EXERCISE AIM -> Will you return, word for word, only the lines from the top of the data below down to and including the one with "[(881, 91), (485, 516)]"?

DATA SHOWN ->
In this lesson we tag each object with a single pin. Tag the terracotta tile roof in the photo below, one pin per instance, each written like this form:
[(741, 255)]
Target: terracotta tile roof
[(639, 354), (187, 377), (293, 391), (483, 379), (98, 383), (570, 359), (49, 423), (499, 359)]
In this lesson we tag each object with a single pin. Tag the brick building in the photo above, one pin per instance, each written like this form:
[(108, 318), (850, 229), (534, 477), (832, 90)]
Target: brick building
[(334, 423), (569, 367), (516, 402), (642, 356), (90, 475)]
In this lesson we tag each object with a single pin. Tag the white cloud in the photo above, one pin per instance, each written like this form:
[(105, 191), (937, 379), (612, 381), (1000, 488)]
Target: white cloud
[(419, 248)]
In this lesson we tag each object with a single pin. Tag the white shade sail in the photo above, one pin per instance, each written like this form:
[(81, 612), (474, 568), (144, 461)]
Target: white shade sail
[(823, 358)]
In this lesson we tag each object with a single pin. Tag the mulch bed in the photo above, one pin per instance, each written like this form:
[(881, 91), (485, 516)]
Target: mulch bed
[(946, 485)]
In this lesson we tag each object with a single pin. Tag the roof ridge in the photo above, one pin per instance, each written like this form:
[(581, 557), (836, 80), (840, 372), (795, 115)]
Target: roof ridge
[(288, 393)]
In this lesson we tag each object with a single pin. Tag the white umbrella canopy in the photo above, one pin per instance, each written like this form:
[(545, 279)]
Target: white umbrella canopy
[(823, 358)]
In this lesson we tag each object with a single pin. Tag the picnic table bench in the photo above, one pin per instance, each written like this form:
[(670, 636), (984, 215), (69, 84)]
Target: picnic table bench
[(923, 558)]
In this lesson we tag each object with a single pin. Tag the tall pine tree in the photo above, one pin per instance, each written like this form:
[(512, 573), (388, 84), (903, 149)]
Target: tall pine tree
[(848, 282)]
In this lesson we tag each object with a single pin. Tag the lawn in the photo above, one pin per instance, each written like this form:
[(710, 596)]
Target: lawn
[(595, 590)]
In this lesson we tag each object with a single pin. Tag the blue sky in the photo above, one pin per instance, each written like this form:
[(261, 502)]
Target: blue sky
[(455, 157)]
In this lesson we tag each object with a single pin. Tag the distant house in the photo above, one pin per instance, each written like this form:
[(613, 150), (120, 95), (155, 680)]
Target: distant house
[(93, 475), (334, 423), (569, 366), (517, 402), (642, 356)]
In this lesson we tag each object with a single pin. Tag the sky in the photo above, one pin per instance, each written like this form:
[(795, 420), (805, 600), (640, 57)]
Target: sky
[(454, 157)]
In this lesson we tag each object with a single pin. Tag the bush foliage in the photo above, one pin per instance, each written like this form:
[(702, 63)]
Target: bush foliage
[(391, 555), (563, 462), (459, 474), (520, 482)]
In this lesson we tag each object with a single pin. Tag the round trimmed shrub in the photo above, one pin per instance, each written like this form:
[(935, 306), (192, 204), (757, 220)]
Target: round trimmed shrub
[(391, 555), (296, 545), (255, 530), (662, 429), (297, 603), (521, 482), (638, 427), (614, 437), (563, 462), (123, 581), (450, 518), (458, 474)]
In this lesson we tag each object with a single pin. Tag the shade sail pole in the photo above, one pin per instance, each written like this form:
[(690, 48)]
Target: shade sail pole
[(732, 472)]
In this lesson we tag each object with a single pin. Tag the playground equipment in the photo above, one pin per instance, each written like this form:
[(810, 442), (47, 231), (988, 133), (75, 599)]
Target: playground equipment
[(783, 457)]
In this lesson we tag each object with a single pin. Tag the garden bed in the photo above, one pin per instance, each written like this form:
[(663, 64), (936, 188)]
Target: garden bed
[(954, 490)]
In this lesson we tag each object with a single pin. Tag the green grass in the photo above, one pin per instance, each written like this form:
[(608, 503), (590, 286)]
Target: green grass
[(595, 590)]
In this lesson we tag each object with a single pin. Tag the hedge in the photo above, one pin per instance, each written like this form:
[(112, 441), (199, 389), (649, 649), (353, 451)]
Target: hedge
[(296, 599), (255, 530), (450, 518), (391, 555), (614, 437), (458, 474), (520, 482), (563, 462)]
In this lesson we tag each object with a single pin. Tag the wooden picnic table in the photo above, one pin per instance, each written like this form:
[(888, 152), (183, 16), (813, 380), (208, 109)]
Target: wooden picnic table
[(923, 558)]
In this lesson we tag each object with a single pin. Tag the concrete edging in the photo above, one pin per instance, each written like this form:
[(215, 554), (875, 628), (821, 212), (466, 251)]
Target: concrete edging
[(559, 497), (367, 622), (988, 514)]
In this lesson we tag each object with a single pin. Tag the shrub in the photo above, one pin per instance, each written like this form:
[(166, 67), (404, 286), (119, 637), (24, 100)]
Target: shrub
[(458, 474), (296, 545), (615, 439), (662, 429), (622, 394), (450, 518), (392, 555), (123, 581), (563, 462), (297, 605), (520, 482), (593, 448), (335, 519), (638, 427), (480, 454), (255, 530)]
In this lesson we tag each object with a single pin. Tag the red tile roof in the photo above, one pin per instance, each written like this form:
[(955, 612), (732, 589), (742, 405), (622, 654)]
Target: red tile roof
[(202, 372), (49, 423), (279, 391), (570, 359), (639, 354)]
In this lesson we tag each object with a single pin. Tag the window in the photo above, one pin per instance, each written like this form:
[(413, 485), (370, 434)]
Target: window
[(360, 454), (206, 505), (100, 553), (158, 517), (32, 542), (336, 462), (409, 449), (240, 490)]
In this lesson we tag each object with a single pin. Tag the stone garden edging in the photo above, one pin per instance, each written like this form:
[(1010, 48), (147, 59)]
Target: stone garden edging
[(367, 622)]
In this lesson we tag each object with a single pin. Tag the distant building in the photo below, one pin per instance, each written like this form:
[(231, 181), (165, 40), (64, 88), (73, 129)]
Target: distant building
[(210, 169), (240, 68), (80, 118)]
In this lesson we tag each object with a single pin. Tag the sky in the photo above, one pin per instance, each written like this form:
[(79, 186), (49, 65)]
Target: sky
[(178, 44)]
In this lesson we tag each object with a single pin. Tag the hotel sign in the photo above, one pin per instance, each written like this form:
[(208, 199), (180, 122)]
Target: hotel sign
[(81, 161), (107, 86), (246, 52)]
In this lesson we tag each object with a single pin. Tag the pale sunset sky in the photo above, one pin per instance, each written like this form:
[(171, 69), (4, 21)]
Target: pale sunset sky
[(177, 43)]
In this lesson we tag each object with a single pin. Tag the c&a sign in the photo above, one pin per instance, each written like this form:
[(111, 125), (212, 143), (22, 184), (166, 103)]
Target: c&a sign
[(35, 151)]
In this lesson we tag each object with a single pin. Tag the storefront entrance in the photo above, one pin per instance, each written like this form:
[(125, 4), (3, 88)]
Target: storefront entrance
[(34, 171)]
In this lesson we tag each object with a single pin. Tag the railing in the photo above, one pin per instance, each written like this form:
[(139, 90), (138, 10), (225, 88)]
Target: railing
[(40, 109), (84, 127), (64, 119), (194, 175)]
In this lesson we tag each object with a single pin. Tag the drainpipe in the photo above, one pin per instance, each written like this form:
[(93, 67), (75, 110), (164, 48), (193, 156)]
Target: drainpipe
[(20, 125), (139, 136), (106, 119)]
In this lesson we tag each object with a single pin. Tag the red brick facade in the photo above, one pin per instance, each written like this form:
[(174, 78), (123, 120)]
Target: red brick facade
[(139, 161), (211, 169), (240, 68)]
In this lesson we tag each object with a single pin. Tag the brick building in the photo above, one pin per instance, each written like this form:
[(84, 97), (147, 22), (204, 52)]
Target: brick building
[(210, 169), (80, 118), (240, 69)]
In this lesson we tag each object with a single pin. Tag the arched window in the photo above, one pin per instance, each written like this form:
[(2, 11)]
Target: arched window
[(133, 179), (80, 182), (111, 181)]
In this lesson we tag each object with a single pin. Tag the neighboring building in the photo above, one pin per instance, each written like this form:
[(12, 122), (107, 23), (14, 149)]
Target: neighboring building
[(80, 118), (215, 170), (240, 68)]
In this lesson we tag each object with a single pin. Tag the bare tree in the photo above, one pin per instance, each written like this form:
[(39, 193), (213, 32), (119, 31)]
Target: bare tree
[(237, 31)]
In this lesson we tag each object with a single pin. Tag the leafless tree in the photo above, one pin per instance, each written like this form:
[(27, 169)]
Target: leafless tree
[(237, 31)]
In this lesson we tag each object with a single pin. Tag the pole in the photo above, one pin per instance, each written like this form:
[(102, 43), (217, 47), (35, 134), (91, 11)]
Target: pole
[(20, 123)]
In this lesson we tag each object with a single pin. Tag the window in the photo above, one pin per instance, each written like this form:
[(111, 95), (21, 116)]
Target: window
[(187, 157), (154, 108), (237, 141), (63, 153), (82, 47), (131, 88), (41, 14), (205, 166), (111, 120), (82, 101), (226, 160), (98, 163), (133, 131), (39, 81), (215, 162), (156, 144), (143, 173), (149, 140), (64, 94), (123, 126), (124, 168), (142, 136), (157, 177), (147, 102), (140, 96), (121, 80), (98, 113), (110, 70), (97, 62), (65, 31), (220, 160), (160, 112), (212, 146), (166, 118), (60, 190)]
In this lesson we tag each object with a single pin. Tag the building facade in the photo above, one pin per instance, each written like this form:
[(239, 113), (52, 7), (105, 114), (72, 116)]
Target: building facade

REPLY TO THE EXERCISE ->
In this lesson we tag each object with a single pin. Tag the terracotta tile roof in the photo below, one pin per instance, each written like this form:
[(741, 255)]
Target: terracotta tile roof
[(639, 354), (187, 377), (293, 391), (483, 379), (98, 383), (570, 359), (49, 423), (499, 359)]
In this lesson we tag each object with a single pin. Tag the brick building in the photo above, one pin per instance, each written like this form:
[(108, 318), (850, 229), (534, 477), (832, 90)]
Target: brick building
[(334, 423), (569, 367), (516, 402), (642, 356), (90, 475)]
In this lesson we tag each object with a single pin. Tag the white cloud in the photo above, one pin per instance, each written like this form:
[(105, 191), (937, 379), (612, 381), (1000, 488)]
Target: white cloud
[(419, 248)]
In this lesson we tag each object with a single pin. Tag the white shade sail in the photo above, one pin per instance, each written like this form:
[(81, 612), (474, 568), (144, 461)]
Target: white shade sail
[(823, 358)]
In this lesson we tag each object with a single pin. Tag the mulch bed in the photo above, one pin per instance, each written like this form:
[(881, 91), (485, 516)]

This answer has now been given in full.